§ **TESTO FORNITO**:
........
CAPUA – (g.g.) Che la posizione dei cugini Giuseppe e Francesco Verazzo, noti imprenditori del settore edile, soprattutto grandi opere, nati e cresciuti a Casal di Principe e poi trapiantati a Capua, fosse sostanzialmente e anche sostanziosamente diversa da quella di Domenico Mimmo Pagano, (CLIKKA PER LEGGERE

), imprenditore trentolese, pure lui coinvolto ed arrestato nella stessa operazione che coinvolse i Verazzo, era risultato chiaro, almeno ai nostri occhi, sin dalla lettura dell’ordinanza, eseguita lo scorso febbraio.
........
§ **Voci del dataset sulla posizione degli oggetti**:
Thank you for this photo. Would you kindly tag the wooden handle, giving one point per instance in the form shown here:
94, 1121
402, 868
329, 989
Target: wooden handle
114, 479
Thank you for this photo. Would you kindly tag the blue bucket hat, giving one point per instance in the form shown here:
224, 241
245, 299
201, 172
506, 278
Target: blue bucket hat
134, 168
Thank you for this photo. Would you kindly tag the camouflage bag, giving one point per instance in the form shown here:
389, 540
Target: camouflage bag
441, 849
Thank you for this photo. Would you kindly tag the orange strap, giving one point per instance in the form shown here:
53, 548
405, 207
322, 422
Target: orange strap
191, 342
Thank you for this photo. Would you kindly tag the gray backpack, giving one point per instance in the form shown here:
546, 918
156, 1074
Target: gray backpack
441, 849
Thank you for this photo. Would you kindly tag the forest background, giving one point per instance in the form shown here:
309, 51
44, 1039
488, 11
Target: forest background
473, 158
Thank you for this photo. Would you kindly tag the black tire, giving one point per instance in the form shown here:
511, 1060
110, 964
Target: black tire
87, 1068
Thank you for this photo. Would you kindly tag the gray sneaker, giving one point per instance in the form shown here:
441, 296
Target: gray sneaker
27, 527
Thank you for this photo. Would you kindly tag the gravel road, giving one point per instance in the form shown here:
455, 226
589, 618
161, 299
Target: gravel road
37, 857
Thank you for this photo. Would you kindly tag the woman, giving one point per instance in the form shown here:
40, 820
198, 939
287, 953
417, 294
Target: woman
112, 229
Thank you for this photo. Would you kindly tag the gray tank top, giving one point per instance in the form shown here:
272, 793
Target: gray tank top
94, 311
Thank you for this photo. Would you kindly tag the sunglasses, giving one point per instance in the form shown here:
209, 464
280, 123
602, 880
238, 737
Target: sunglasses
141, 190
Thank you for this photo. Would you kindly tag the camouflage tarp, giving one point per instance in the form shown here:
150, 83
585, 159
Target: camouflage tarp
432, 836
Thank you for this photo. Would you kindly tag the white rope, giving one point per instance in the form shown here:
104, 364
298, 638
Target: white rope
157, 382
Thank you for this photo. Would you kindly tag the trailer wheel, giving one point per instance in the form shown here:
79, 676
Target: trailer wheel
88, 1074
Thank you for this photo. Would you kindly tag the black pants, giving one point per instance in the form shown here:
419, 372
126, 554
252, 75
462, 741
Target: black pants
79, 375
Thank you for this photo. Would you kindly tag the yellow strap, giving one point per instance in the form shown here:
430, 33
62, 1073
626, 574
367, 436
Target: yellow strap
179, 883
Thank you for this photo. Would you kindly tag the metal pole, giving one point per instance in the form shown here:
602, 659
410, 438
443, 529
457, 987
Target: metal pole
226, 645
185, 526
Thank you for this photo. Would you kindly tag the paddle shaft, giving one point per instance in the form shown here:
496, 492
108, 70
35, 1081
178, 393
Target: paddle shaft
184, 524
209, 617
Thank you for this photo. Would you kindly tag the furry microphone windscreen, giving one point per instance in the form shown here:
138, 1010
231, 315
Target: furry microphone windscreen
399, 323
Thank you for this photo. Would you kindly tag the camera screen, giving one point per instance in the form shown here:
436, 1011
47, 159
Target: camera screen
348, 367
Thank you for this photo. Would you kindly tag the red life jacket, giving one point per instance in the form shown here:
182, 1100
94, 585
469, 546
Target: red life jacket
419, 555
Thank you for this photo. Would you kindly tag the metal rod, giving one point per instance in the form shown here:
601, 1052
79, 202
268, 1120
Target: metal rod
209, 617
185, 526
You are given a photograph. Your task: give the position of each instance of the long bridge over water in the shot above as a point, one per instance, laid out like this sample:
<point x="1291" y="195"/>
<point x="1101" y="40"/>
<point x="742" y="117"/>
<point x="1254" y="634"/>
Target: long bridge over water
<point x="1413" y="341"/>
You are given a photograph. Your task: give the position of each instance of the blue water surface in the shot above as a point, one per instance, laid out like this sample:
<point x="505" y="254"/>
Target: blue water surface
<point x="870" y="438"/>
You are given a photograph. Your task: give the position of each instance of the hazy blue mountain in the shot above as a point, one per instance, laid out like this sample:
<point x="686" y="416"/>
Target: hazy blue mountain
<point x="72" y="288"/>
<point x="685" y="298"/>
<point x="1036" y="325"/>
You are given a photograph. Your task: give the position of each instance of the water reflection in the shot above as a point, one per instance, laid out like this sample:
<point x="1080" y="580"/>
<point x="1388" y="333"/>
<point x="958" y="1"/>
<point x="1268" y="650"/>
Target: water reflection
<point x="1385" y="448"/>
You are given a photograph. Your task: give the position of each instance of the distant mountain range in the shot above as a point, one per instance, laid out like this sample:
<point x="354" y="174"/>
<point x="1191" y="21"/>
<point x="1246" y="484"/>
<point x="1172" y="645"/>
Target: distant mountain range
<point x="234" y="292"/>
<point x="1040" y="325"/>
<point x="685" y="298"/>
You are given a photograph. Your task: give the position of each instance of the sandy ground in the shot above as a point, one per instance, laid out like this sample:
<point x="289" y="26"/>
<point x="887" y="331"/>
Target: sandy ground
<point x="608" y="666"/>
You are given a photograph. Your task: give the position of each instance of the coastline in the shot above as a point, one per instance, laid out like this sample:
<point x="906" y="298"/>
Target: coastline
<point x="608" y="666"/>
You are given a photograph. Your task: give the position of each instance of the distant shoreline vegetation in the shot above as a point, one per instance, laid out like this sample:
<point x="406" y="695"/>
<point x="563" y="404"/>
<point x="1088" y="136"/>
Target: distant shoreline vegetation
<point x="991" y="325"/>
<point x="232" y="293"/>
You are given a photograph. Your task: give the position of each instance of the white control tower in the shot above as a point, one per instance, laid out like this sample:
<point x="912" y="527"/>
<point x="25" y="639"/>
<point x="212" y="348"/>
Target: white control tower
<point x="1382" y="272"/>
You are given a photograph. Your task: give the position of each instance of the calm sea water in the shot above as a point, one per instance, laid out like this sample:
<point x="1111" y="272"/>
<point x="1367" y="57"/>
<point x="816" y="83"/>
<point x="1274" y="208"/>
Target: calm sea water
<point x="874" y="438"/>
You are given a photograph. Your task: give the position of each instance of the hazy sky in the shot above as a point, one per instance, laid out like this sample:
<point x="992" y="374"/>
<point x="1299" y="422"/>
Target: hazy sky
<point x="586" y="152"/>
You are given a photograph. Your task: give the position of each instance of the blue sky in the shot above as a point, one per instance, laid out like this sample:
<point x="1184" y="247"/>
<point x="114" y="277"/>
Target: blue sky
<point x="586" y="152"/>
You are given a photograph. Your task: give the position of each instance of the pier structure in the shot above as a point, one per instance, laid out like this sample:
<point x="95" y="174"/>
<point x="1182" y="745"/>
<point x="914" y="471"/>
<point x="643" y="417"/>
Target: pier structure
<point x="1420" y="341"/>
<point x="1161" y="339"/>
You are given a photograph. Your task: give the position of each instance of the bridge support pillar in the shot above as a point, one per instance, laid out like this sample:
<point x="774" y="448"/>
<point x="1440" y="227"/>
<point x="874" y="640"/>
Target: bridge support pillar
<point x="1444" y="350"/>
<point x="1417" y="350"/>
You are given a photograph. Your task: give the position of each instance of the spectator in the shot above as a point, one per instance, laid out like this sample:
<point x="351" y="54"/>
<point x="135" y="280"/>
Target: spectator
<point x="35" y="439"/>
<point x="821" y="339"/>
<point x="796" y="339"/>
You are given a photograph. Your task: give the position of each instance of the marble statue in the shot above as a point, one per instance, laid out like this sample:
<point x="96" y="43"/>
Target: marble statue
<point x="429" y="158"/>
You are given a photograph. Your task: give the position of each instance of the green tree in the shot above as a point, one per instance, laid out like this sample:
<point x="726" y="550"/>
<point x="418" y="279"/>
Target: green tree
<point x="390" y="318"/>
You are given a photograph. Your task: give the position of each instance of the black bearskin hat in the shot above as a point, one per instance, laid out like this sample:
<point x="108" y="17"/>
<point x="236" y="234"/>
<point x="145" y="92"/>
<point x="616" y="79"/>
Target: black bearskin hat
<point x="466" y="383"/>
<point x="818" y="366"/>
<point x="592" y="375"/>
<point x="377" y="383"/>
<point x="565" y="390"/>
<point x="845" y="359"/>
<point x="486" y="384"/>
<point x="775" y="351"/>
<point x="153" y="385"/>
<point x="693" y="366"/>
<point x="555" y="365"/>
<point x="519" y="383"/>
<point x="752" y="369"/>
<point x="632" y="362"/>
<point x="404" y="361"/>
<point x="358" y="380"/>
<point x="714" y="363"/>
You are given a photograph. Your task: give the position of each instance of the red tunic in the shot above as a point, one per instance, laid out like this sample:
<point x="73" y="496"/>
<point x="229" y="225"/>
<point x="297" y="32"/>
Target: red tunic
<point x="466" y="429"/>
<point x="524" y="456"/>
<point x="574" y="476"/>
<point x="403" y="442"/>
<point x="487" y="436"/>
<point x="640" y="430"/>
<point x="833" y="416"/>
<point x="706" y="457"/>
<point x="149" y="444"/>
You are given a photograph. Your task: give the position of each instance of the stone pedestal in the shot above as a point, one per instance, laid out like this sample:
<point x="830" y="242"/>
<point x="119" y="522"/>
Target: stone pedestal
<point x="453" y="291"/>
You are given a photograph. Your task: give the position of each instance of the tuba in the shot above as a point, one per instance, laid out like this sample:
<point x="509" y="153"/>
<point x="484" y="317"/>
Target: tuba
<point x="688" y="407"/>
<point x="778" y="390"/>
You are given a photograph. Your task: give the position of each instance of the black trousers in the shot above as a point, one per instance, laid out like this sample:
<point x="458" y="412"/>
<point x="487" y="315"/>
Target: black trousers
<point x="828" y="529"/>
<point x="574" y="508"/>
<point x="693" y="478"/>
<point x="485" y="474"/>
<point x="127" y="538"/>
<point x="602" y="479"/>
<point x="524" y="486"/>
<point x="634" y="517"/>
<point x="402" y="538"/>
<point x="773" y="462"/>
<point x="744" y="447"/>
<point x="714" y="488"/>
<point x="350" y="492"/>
........
§ **ESERCIZI**:
[1] Ricopi il passo dell'articolo sui cugini Verazzo compreso tra "CAPUA – (g.g.)" e "lo scorso febbraio.", estremi inclusi.
[2] Prosegua l'articolo sui cugini Verazzo a partire dal punto in cui termina.
Le voci non hanno alcun legame con il testo.

§ **RISPOSTE PER ESERCIZIO**:
[1]
CAPUA – (g.g.) Che la posizione dei cugini Giuseppe e Francesco Verazzo, noti imprenditori del settore edile, soprattutto grandi opere, nati e cresciuti a Casal di Principe e poi trapiantati a Capua, fosse sostanzialmente e anche sostanziosamente diversa da quella di Domenico Mimmo Pagano, (CLIKKA PER LEGGERE

), imprenditore trentolese, pure lui coinvolto ed arrestato nella stessa operazione che coinvolse i Verazzo, era risultato chiaro, almeno ai nostri occhi, sin dalla lettura dell’ordinanza, eseguita lo scorso febbraio.

[2]
Mentre, infatti, per Pagano che si era vista riconoscere dal tribunale del Riesame la modifica del capo di imputazione provvisorio, passato dall’associazione per delinquere di stampo mafioso diretta, al concorso esterno, esistevano fatti sostanziali, verificabili ex post, cioè dopo che questi si erano effettivamente e, per l’appunto, materialmente verificatisi, per Verazzo si trattava, invece, di un’accusa collegata sostanzialmente a quella, formulata a suo tempo, a carico dell’ex sindaco di Capua Carmine Antropoli e fortemente ridimensionata da un pronunciamento della corte di cassazione che aveva annullato, a suo tempo, l’ordinanza ai danni di Antropoli, con rinvio al tribunale del Riesame di Napoli, che ne aveva poi decretato la liberazione anche dagli arresti domiciliari fuori regione.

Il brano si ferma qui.